Check your understanding:
**a.** Name every person mentioned in the NFL playoffs text.
**b.** In the NFL playoffs text, shorten the paragraph that begins "Chicago is the top-seeded team" while keeping its main facts.
**c.** Pick up the NFL playoffs text after its final sentence and continue it.

Study text:
•••
It’s the NFL’s dream, playoffs that seem as wide open as any in recent memory.
Any of the 12 flawed teams made it have at least an outside chance of getting to the Super Bowl. And perhaps winning it.
OK, realistically, drop the plummeting Giants and Cowboys and probably the Chiefs, who were a bit lucky to get in.
And make San Diego the favorite because it’s the least flawed, even though it is going in with a quarterback in his first season as a starter and a coach who has a career playoff record of 5-12.
Chicago is the top-seeded team in the NFC. Its quarterback, Rex Grossman, had as many interceptions returned for touchdowns against the Packers on Sunday night as he had completions (two each). And he threw in another pick for good measure. Passer rating for the half he played: Zero. Nil. Nada.
Want a favorite in the NFC? Try Philadelphia, which has won five straight and took the NFC East, which has three of the NFC’s six playoff teams. (All that means is that the East is less bad than the rest of the conference)
In fact, as soon as Andy Reid got word Sunday that Dallas lost and Philly had clinched the division, he benched his starters and still beat a presumed contender, Atlanta.
“It’s always good to get a day off,” running back Brian Westbrook said.
They might not get another for a while.
The playoff picture by conference:
The favorites have to be San Diego (14-2) and Baltimore (13-3), who will rest the first week.
•••
Stored data:
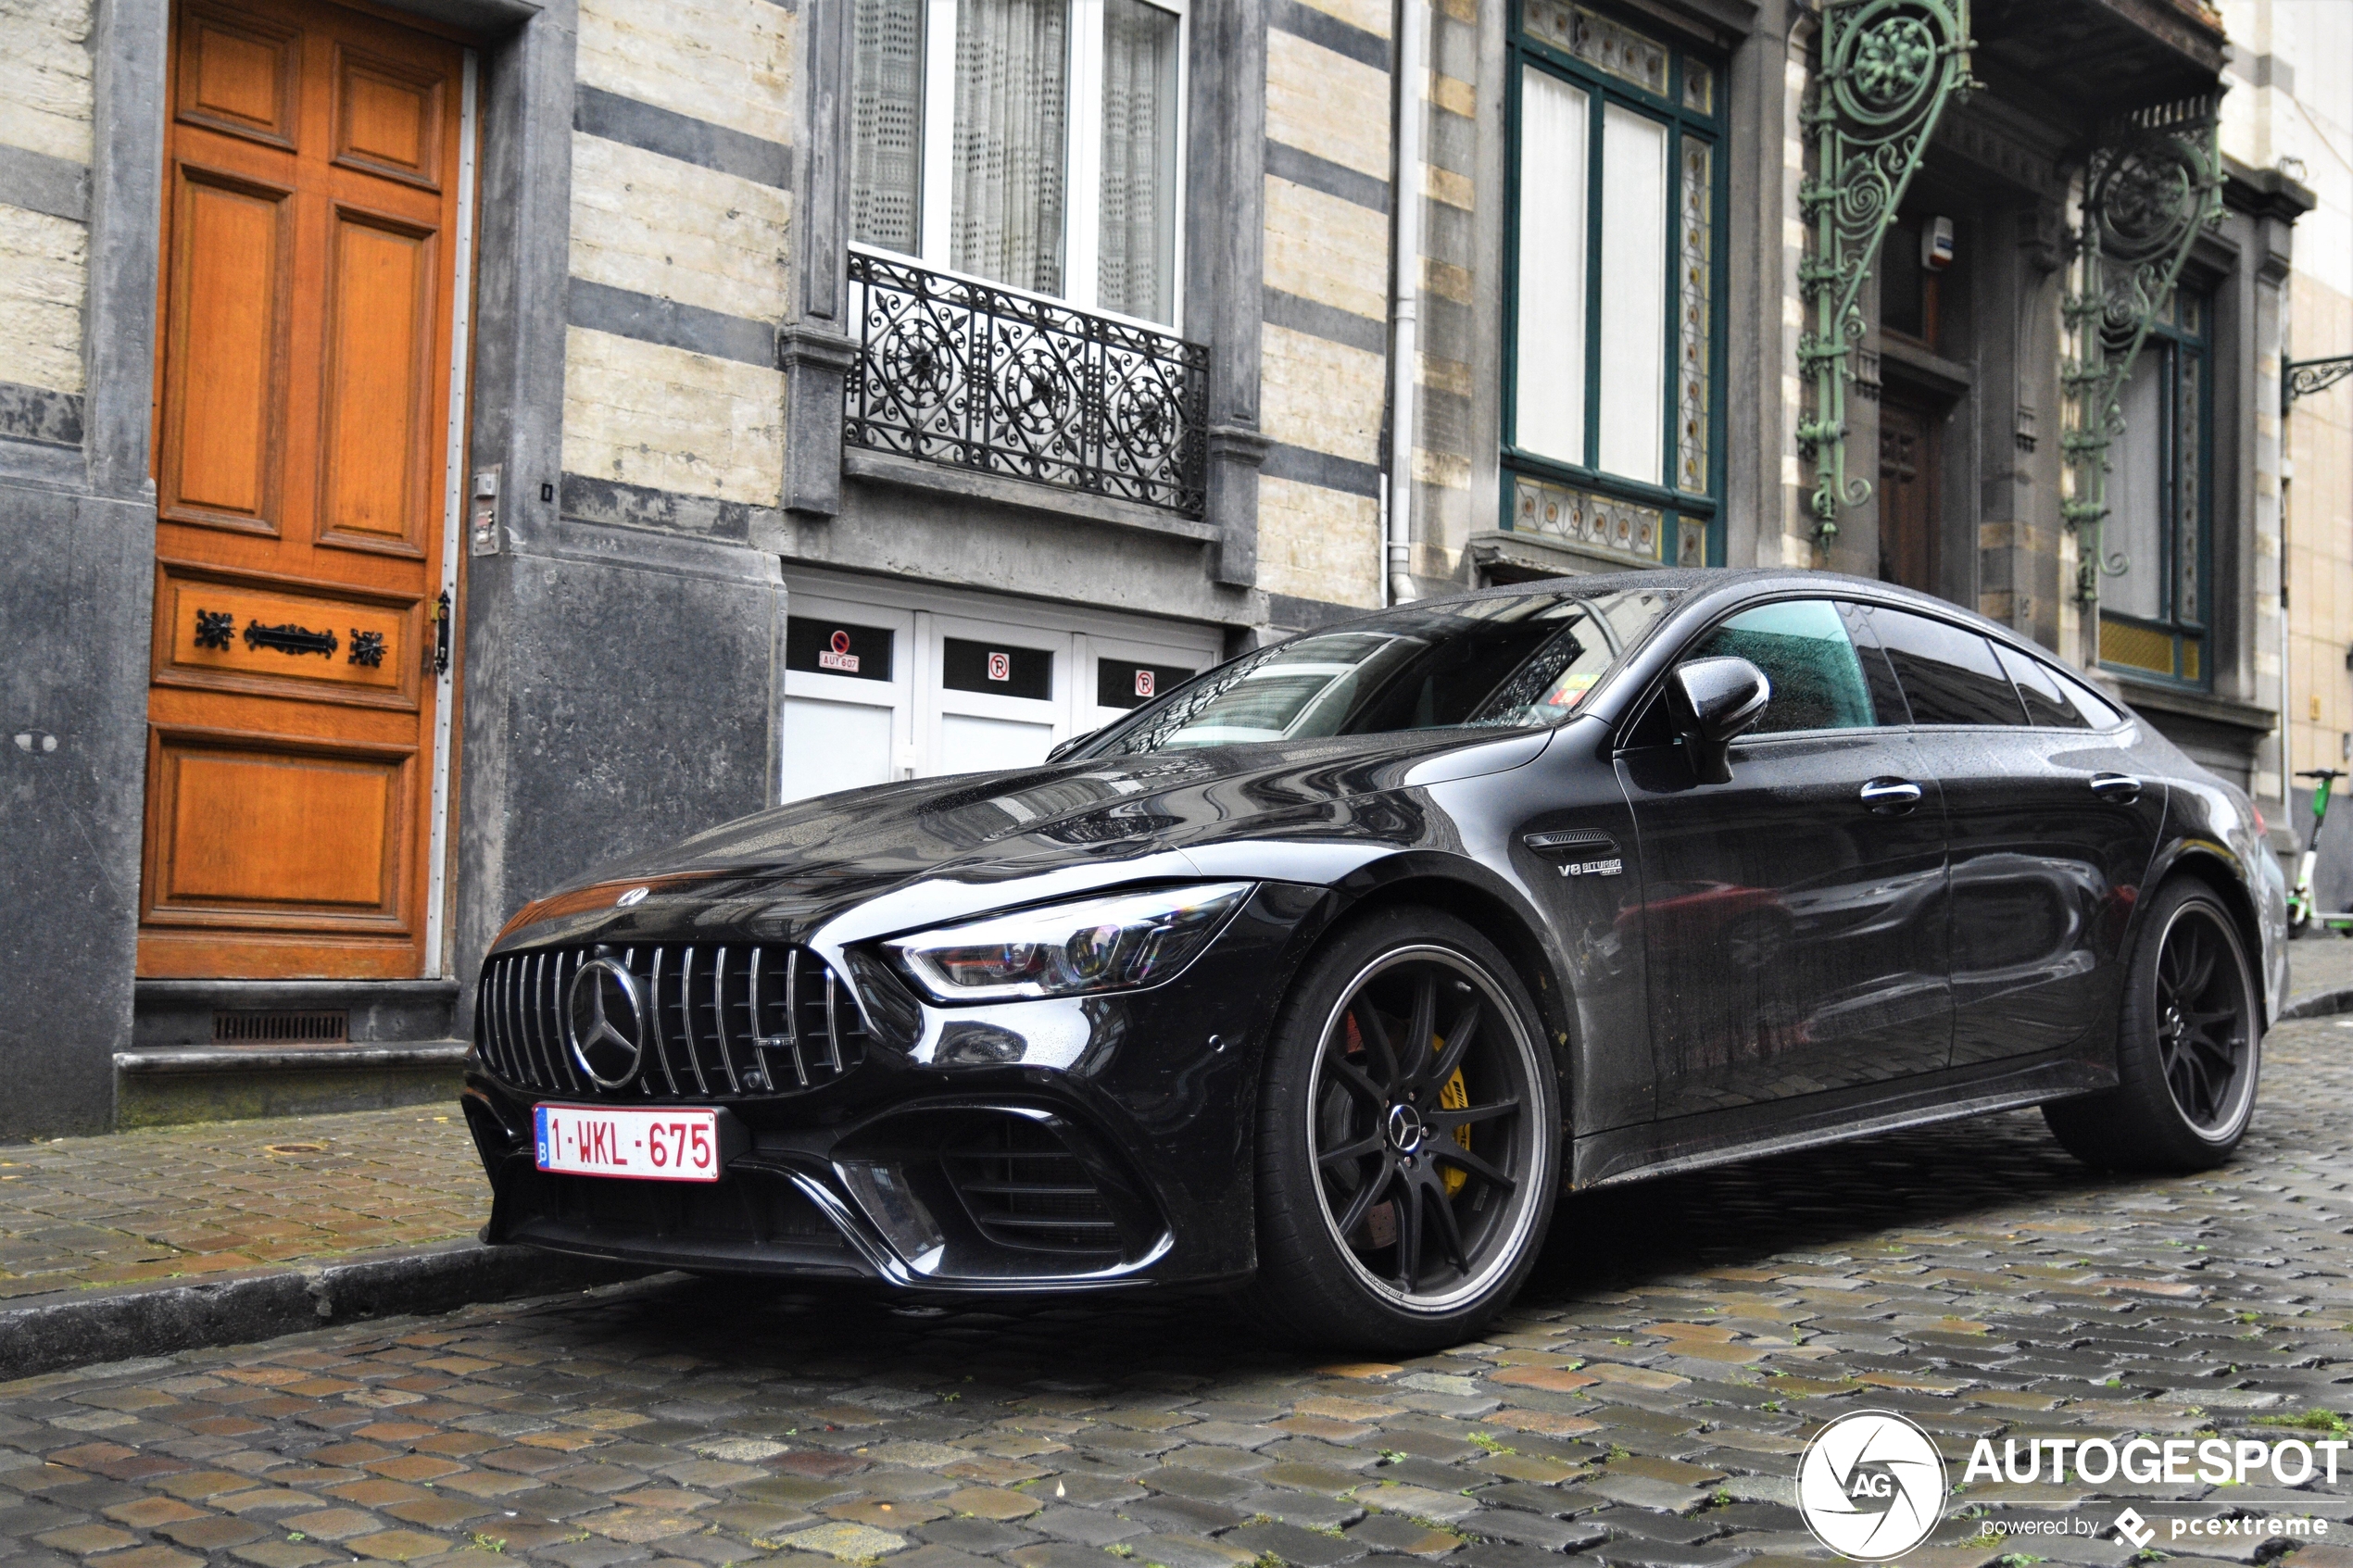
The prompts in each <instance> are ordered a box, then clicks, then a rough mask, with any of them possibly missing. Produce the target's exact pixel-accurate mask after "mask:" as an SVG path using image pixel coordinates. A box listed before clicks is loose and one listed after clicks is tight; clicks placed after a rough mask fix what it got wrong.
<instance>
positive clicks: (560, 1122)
•••
Exercise results:
**a.** Rex Grossman, Andy Reid, Brian Westbrook

**b.** Chicago is the NFC's top seed. Against the Packers on Sunday night, quarterback Rex Grossman threw as many interceptions returned for touchdowns as he had completions (two each). He also threw one more interception and finished his half of play with a passer rating of zero.

**c.**
They deserve it. The Chargers are the best team in the league by far and have enough weapons on both offense (LaDainian Tomlinson and Antonio Gates) and defense (Shawne Merriman, Jamal Williams, and a bunch of solid supporters) to match up against anyone.
That makes quarterback Philip Rivers and coach Marty Schottenheimer the question marks.
They’ll probably be at least OK – Schottenheimer now laughs when anyone refers to “Martyball,” the conservative, take-no-chances approach that may be the reason he’s lost so much in the postseason. That’s how the Chargers lost to the Ravens in Baltimore on Oct. 1. Schottenheimer reined in Rivers, tried to sit on a lead, and went down 16-13 on a late drive engineered by Steve McNair.
Marty now trusts Rivers, although his young QB hasn’t played well down the stretch and hurt his right foot against Arizona on Sunday. Still, if they meet the Ravens in the conference title game, the Chargers will need him. McNair gives Baltimore more offense than it had in 2000, when Trent Dilfer ran a prevent offense and let a defense that was even better than this year’s win a Super Bowl.
The two most obvious challengers are Indianapolis and New England (both 12-4). That’s because of the Peyton Manning/Marvin Harrison-led Colts offense and the Patriots’ three Super Bowl wins in the past five seasons. A team coached by Bill Belichick and quarterbacked by Tom Brady can beat anyone anywhere at any time.
But it’s hard to see the Colts going all the way with a defense that allowed 173 yards rushing a game. Larry Johnson of the Chiefs (9-7) may get at least that next Saturday in a game that could resemble a matchup three years ago in Kansas City – the Colts won 38-31 and there were no punts.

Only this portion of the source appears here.